Please reproduce each line of the data below exactly as shown.

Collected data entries
_ _ _ _ _
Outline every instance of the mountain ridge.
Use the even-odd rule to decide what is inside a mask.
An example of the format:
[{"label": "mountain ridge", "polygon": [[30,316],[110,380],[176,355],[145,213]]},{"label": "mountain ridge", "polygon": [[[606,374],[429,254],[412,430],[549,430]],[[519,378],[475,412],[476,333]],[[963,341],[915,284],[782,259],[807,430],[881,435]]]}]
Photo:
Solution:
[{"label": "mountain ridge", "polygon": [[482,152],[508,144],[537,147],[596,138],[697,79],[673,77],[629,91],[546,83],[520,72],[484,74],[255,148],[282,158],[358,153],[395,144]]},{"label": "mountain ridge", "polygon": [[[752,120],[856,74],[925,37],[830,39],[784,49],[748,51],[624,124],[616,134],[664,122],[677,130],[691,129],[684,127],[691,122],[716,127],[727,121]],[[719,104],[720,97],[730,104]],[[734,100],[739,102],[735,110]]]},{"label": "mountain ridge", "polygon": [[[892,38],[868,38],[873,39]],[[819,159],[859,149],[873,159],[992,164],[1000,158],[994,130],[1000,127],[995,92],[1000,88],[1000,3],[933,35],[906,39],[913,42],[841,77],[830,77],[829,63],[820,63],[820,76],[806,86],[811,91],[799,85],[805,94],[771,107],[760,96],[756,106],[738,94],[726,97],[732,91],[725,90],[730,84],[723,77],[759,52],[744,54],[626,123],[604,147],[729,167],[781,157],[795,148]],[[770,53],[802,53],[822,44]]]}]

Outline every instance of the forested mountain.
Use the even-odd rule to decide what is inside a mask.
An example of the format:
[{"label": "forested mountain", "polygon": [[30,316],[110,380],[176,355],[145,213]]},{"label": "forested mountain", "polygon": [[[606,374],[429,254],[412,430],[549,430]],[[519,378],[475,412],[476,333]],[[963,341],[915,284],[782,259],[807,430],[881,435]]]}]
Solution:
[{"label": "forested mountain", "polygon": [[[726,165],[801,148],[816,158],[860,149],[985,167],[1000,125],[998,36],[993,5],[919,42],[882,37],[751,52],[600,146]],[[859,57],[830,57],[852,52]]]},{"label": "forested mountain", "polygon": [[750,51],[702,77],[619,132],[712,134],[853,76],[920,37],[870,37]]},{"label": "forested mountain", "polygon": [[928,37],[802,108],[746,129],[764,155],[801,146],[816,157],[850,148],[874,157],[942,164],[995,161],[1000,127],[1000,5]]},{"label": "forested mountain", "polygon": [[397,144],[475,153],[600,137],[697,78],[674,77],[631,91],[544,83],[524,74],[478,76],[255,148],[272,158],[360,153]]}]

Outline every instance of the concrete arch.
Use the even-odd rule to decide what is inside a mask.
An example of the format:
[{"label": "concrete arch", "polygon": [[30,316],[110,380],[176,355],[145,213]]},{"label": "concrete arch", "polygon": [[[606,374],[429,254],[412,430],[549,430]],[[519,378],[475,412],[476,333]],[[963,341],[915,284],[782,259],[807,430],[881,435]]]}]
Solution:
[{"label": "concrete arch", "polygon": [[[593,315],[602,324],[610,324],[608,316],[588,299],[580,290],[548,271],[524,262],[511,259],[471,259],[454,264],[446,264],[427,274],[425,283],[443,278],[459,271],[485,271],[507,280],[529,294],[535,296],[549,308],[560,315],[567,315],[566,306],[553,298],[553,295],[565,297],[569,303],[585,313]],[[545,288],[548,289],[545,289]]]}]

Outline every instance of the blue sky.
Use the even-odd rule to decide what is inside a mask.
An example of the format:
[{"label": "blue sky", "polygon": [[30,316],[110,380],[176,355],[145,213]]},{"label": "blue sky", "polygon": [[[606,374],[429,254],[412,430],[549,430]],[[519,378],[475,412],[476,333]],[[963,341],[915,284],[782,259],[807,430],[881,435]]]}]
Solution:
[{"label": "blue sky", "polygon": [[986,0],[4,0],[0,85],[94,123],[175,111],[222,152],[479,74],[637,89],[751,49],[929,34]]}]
_ _ _ _ _
### Answer box
Outline every instance of the mountain ridge.
Use the even-odd rule to decide what is inside a mask.
An example of the format:
[{"label": "mountain ridge", "polygon": [[30,316],[110,380],[176,355],[145,213]]},{"label": "mountain ridge", "polygon": [[[606,374],[429,254],[412,430],[549,430]],[[519,378],[475,412],[476,333]],[[963,341],[915,284],[782,259],[807,430],[881,435]]]}]
Photo:
Solution:
[{"label": "mountain ridge", "polygon": [[482,152],[508,144],[537,147],[596,138],[697,79],[673,77],[629,91],[546,83],[520,72],[484,74],[255,148],[282,158],[358,153],[395,144]]},{"label": "mountain ridge", "polygon": [[[752,120],[856,74],[925,37],[830,39],[784,49],[748,51],[624,124],[616,134],[664,122],[677,130],[691,129],[684,127],[691,122],[716,127],[727,121]],[[719,104],[720,97],[730,104]],[[734,100],[739,102],[735,110]]]},{"label": "mountain ridge", "polygon": [[[892,38],[868,38],[873,39]],[[819,159],[859,149],[873,159],[992,164],[1000,158],[994,130],[1000,127],[995,92],[1000,88],[1000,3],[933,35],[906,39],[913,42],[841,77],[830,77],[829,63],[820,63],[820,76],[806,86],[811,91],[799,85],[805,94],[771,107],[760,96],[756,106],[738,94],[726,97],[732,91],[725,90],[730,84],[723,77],[759,52],[744,54],[626,123],[604,147],[729,167],[781,157],[795,148]],[[770,53],[802,53],[822,44]]]}]

Outline every instance of the forested mountain.
Use the even-odd rule to decide what is inside a mask.
An example of the format:
[{"label": "forested mountain", "polygon": [[30,316],[110,380],[176,355],[145,213]]},{"label": "forested mountain", "polygon": [[[606,374],[429,254],[412,430],[549,430]],[[519,378],[475,412],[476,333]],[[963,341],[915,284],[782,259],[807,430],[881,435]]]}]
Solution:
[{"label": "forested mountain", "polygon": [[[726,165],[801,148],[816,158],[860,149],[985,167],[1000,125],[998,36],[993,5],[919,42],[882,37],[751,52],[600,146]],[[859,57],[830,57],[852,52]]]},{"label": "forested mountain", "polygon": [[750,51],[702,77],[619,132],[712,134],[853,76],[920,37],[870,37]]},{"label": "forested mountain", "polygon": [[928,37],[802,108],[746,129],[764,155],[801,146],[816,157],[850,148],[874,157],[942,164],[995,161],[1000,127],[1000,5]]},{"label": "forested mountain", "polygon": [[397,144],[475,153],[600,137],[697,78],[674,77],[631,91],[544,83],[524,74],[478,76],[255,148],[272,158],[360,153]]}]

Outline every instance of the concrete arch.
Use the even-odd rule to decide what is inside a mask.
An example of the format:
[{"label": "concrete arch", "polygon": [[30,316],[110,380],[176,355],[145,213]]},{"label": "concrete arch", "polygon": [[[606,374],[429,254],[412,430],[549,430]],[[519,378],[475,412],[476,333]],[[963,341],[915,284],[782,259],[807,430],[881,435]]]}]
Solution:
[{"label": "concrete arch", "polygon": [[[593,315],[602,324],[610,324],[608,316],[588,299],[580,290],[548,271],[524,262],[511,259],[471,259],[454,264],[446,264],[427,274],[425,283],[443,278],[459,271],[485,271],[507,280],[529,294],[535,296],[549,308],[560,315],[567,315],[566,306],[553,298],[553,295],[565,297],[569,303],[585,313]],[[545,288],[548,289],[545,289]]]}]

Outline every instance of the blue sky.
Use the even-odd rule to decide what is inside a mask.
An example of the format:
[{"label": "blue sky", "polygon": [[30,316],[110,380],[176,355],[145,213]]},{"label": "blue sky", "polygon": [[[606,374],[429,254],[412,430],[549,430]],[[519,378],[475,412],[476,333]],[[963,341],[915,284],[782,259],[807,430],[881,435]]]}]
Solution:
[{"label": "blue sky", "polygon": [[986,0],[4,0],[0,85],[94,123],[175,111],[222,152],[479,74],[637,89],[751,49],[929,34]]}]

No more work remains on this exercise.